Source document Start Marker

What prompts the scripts that propel us into action? What is disorienting enough to stop us in our tracks?
Today marks OnFiction's seventh year, and the occasion of an anniversary (and a significant one -- will we itch to do something else now?) and also of my return home after a half year away gives me an opportunity to think about functions of the celebration of time and place.
Spending several months in a small foreign city where people mostly speak your language -- just more quietly -- is an excellent exercise in attuning to cues around you. And returning to one's home country -- cacophonous and loud with an overwhelming array of familiar cues makes one grasp for prioritizing tools to decide: what requires action?
I returned from my time in Aotearoa New Zealand via San Francisco, which, it turns out, shares a remarkable array of vegetation. Many plants were introduced to both places from South Africa, and in the beach neighborhood where I was staying with family, my favorite pohutukawa trees were everywhere, as pictured above (and here, in Gisborne, for contrast, and for the context of my tree posture). They were even blooming, throwing me even more completely into seasonal disorientation.
The pohutukawa is widely considered the Christmas tree of New Zealand, largely because its large red blossoms are most fully out around Christmas, the height of summer in the Southern hemisphere. As if it was not difficult enough to make a graceful transition from the starting up of the autumn term in Otago to the wrapping up of the spring term back in the U.S., Christmas trees that had really only just stopped flowering in the late summer of our very southerly latitude (where the trees are really not quite out by Christmas) were popping out in the sunny California April.

Source document End Marker
Source material Start Marker

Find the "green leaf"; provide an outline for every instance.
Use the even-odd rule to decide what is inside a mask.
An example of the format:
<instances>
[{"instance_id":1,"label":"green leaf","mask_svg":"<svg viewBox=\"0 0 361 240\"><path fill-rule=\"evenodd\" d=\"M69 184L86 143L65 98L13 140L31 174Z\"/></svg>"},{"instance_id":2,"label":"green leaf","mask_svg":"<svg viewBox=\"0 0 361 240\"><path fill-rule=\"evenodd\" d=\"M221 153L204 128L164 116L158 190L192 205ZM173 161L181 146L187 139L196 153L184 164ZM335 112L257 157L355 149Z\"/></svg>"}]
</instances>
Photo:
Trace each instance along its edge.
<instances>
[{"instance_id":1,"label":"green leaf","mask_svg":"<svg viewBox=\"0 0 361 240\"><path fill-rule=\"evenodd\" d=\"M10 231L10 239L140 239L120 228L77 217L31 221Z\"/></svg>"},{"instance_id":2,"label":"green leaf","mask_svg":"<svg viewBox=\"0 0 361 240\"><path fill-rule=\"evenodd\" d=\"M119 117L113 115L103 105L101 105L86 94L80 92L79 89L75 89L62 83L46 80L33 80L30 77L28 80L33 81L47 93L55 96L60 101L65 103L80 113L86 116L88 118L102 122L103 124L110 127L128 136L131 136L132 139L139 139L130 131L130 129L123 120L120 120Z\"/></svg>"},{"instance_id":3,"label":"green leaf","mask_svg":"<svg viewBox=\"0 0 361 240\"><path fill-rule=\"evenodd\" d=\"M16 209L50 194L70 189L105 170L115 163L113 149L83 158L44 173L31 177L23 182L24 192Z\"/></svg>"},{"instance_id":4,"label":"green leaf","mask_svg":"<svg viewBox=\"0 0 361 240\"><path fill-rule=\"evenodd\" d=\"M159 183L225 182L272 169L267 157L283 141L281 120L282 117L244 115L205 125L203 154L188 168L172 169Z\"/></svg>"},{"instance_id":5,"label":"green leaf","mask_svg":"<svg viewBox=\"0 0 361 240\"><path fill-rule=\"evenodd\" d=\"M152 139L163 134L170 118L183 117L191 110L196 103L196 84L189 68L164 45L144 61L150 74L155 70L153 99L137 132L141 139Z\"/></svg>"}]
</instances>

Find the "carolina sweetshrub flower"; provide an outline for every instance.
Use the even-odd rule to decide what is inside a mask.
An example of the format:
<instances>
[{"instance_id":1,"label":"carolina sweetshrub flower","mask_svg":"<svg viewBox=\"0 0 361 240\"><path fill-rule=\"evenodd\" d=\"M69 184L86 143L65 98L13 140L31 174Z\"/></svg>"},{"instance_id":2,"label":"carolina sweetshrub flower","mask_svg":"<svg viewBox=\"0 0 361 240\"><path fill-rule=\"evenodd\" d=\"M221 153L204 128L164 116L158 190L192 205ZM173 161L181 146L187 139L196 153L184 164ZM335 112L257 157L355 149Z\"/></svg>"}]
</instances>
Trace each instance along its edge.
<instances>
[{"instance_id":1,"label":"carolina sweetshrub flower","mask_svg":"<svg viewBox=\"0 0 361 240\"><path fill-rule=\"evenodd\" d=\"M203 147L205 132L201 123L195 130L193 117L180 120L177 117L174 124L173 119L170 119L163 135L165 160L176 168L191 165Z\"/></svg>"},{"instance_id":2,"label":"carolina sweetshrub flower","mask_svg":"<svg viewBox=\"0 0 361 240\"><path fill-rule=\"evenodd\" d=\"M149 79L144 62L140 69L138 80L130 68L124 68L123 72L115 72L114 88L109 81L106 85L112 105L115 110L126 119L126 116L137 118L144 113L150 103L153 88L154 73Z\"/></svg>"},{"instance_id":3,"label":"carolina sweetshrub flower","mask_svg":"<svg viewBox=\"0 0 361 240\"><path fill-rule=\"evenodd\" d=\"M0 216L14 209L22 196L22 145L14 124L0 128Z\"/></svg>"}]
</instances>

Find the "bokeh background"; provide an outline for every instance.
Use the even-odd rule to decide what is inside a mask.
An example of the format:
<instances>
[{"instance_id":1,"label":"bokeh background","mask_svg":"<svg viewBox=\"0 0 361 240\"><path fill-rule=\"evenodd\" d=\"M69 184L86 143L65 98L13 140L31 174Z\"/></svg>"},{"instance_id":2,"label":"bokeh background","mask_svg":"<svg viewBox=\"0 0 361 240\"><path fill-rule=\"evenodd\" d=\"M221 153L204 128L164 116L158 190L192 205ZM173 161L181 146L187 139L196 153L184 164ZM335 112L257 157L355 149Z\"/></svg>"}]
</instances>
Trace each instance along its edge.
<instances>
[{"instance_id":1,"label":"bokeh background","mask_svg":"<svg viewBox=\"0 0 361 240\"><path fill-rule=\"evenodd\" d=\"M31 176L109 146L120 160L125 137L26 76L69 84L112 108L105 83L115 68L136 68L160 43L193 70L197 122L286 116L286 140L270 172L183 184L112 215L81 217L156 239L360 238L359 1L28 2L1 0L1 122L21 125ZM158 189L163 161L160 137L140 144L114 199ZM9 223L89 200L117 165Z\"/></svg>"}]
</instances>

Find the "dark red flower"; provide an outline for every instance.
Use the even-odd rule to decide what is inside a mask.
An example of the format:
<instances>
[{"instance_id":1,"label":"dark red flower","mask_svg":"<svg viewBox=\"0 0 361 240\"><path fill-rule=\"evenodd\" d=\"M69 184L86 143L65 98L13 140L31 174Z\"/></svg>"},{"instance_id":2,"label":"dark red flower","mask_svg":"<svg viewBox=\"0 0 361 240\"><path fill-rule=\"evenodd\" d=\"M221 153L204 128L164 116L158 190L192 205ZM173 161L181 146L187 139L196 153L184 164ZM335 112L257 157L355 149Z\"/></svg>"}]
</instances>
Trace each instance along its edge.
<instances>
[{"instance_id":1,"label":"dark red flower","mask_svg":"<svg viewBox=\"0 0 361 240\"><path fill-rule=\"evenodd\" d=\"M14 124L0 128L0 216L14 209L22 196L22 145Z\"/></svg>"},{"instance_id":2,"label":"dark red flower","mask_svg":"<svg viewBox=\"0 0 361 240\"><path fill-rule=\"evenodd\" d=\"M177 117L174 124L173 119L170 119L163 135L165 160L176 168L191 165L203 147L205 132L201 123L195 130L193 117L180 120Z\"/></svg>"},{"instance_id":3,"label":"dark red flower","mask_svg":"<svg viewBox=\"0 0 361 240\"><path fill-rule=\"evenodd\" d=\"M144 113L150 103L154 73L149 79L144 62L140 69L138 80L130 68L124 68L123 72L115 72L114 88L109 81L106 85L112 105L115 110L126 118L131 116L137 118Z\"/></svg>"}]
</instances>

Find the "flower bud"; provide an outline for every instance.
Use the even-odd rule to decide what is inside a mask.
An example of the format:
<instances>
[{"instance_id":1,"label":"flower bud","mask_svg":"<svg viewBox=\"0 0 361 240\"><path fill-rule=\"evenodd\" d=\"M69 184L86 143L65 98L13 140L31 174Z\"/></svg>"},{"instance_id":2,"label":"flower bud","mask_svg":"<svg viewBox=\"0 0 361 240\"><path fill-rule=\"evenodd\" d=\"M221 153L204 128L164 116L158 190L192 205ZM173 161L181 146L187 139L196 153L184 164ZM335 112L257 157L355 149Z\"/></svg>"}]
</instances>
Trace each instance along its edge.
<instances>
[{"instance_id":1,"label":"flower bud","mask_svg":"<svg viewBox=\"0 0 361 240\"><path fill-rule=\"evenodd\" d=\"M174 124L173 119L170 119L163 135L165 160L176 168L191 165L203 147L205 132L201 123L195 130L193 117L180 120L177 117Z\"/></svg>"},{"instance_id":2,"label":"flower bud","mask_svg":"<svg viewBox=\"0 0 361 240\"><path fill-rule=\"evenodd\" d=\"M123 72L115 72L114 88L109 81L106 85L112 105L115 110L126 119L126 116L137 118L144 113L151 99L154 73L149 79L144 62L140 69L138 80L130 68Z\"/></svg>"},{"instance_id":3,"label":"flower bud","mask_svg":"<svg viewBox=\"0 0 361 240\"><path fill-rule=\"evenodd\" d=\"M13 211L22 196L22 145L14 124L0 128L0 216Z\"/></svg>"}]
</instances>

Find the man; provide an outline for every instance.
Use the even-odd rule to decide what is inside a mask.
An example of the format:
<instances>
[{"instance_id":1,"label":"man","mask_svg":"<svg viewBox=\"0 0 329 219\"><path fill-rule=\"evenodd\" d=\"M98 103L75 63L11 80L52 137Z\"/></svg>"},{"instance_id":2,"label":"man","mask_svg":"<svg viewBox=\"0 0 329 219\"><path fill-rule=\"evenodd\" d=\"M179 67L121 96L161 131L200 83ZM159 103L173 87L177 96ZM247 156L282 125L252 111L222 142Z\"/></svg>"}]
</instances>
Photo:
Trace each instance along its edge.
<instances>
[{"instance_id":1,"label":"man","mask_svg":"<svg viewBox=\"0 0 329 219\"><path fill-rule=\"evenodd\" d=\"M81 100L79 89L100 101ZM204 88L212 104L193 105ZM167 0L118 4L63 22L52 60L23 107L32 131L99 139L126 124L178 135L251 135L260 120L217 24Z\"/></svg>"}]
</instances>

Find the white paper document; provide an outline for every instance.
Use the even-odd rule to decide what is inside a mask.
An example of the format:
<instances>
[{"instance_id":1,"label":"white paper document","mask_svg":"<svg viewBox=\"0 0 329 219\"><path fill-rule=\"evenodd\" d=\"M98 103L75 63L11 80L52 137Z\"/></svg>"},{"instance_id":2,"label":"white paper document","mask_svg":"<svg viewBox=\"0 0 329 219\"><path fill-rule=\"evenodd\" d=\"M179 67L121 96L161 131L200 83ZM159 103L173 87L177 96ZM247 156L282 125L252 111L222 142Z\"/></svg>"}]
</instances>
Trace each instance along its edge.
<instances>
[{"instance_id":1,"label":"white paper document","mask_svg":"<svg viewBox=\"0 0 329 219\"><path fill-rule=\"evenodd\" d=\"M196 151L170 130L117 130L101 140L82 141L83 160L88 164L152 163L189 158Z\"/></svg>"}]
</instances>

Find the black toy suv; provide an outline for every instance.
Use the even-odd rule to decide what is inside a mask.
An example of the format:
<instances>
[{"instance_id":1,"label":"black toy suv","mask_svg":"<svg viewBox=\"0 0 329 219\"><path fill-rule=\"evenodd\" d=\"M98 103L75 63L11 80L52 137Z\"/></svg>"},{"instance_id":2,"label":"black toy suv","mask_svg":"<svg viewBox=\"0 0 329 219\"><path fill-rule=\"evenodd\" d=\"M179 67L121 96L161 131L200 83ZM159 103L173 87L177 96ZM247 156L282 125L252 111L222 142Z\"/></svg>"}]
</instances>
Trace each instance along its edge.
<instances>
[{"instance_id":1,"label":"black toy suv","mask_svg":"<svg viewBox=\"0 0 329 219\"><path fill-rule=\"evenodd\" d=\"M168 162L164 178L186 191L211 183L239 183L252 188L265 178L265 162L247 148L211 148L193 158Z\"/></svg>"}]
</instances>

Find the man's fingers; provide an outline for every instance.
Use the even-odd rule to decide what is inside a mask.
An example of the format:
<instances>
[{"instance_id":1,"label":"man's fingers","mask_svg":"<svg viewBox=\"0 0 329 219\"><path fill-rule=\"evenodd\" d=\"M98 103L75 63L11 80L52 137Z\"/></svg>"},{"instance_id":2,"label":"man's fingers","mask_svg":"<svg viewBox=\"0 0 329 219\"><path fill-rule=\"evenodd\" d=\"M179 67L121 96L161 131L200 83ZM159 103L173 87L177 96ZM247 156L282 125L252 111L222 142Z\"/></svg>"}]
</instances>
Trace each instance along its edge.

Source material End Marker

-- Problems and tasks --
- 1) From the OnFiction anniversary post, copy the stretch from "What prompts the" through "what requires action?".
- 2) Which seasons of the year does the OnFiction anniversary post mention by name?
- 3) Write the next part of the OnFiction anniversary post, picking up after its final sentence.

-- Task responses --
- 1)
What prompts the scripts that propel us into action? What is disorienting enough to stop us in our tracks?
Today marks OnFiction's seventh year, and the occasion of an anniversary (and a significant one -- will we itch to do something else now?) and also of my return home after a half year away gives me an opportunity to think about functions of the celebration of time and place.
Spending several months in a small foreign city where people mostly speak your language -- just more quietly -- is an excellent exercise in attuning to cues around you. And returning to one's home country -- cacophonous and loud with an overwhelming array of familiar cues makes one grasp for prioritizing tools to decide: what requires action?

- 2) summer, autumn, spring

- 3)
Vegetation is always a force to be reckoned with, setting up association-filled backgrounds that are easy to underappreciate -- and the commanding nature of American spoken language is also a predictable attentional force to be reckoned with. Perhaps more surprising than these were the stars. Looking out over the Pacific when the sun went down over San Francisco, the beach seemed familiar -- but I found myself suddenly gripped with the realization that I would not be able to see southern hemisphere constellations! What was surprising about this reaction is the fact that I can barely recognize any of these constellations, making my attachment to them either purely nominal -- or based on an attachment to place details even more subtle than vegetation-noticing.
Over the next few weeks, I will be further exploring the idea of orientation, and how orientation can be provided through bodies of knowledge codified under the rules of hospitality (or, perhaps more abstractly, specific forms of discourse). Celebrations of time and place provide a profoundly useful starting place, because they feature qualities of orientation -- reminders of the past ways people have interacted with a place and each other, and often re-enactments of how this has taken place and changed form over time, along with celebrations of hopes for future plans in place and in the context of the continuity of community time. Reverse engineering the hospitality of celebrations may also suggest some of the common features of disorientation. Expecting a marginal view of those few constellations I can pick out from the far south, I am thrown off by the realization that my view has shifted (even if it has shifted back to a much more familiar view, this is the disoriented reaction that precedes the slower working out of how stars relate as they appear in the Pacific gloaming). Accustomed to quiet conversation, I am jolted by a thousand conversations that seem to be spoken as if I should be hearing them. A week later, I am re-oriented, having picked back up on the habits appropriate to familiar cues -- but I am also intrigued by that liminal space where habits can be seen unhabitually, and wonder how much that, too, is what we celebrate in the spectacle of things like anniversary?